* INFORMATION SUPPLIED:
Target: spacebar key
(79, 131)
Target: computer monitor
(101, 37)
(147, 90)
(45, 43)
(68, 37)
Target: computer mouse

* WHAT THE TASK REQUIRES:
What is needed here is an exact reproduction of all the entries.

* TASK ANSWER:
Target: spacebar key
(79, 131)
Target: computer monitor
(101, 37)
(147, 90)
(45, 43)
(68, 37)
Target: computer mouse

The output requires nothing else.